INPUT FOR THIS TASK →
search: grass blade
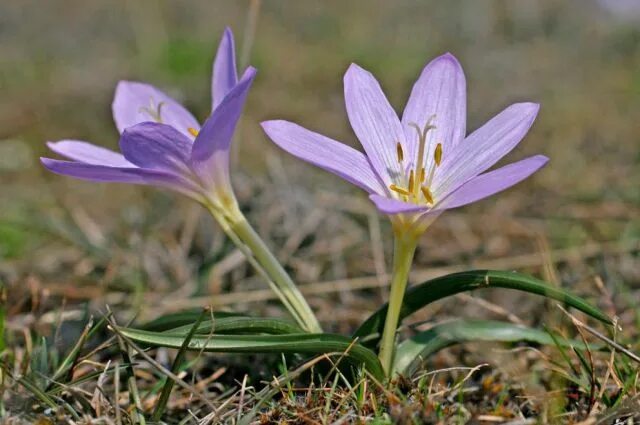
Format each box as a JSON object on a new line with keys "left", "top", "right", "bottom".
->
{"left": 152, "top": 308, "right": 209, "bottom": 421}
{"left": 354, "top": 270, "right": 611, "bottom": 347}
{"left": 0, "top": 285, "right": 5, "bottom": 354}
{"left": 118, "top": 327, "right": 384, "bottom": 381}
{"left": 393, "top": 319, "right": 592, "bottom": 376}
{"left": 48, "top": 316, "right": 94, "bottom": 388}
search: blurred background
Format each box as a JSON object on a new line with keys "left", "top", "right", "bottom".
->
{"left": 0, "top": 0, "right": 638, "bottom": 330}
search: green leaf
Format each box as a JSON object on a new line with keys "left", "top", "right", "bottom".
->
{"left": 118, "top": 327, "right": 384, "bottom": 381}
{"left": 354, "top": 270, "right": 611, "bottom": 347}
{"left": 164, "top": 316, "right": 304, "bottom": 335}
{"left": 140, "top": 310, "right": 246, "bottom": 332}
{"left": 393, "top": 319, "right": 592, "bottom": 376}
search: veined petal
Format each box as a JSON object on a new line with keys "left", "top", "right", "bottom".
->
{"left": 212, "top": 27, "right": 239, "bottom": 110}
{"left": 261, "top": 120, "right": 386, "bottom": 195}
{"left": 402, "top": 53, "right": 466, "bottom": 167}
{"left": 369, "top": 194, "right": 430, "bottom": 215}
{"left": 190, "top": 67, "right": 257, "bottom": 190}
{"left": 436, "top": 155, "right": 549, "bottom": 210}
{"left": 40, "top": 158, "right": 201, "bottom": 196}
{"left": 112, "top": 81, "right": 200, "bottom": 138}
{"left": 344, "top": 64, "right": 406, "bottom": 186}
{"left": 47, "top": 140, "right": 134, "bottom": 167}
{"left": 119, "top": 122, "right": 193, "bottom": 174}
{"left": 434, "top": 102, "right": 540, "bottom": 199}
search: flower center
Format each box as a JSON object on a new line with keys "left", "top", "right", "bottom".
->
{"left": 389, "top": 116, "right": 443, "bottom": 206}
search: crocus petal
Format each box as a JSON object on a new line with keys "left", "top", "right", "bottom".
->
{"left": 369, "top": 194, "right": 430, "bottom": 215}
{"left": 47, "top": 140, "right": 134, "bottom": 167}
{"left": 436, "top": 155, "right": 549, "bottom": 210}
{"left": 119, "top": 122, "right": 193, "bottom": 174}
{"left": 212, "top": 27, "right": 239, "bottom": 110}
{"left": 40, "top": 158, "right": 200, "bottom": 196}
{"left": 434, "top": 102, "right": 540, "bottom": 199}
{"left": 402, "top": 53, "right": 466, "bottom": 167}
{"left": 261, "top": 120, "right": 386, "bottom": 195}
{"left": 190, "top": 67, "right": 257, "bottom": 190}
{"left": 112, "top": 81, "right": 200, "bottom": 138}
{"left": 344, "top": 64, "right": 406, "bottom": 186}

ABOUT THIS TASK → Among the lines above, return each one holding the string "petal".

YOUR RESPONSE →
search: veined petal
search: crocus petal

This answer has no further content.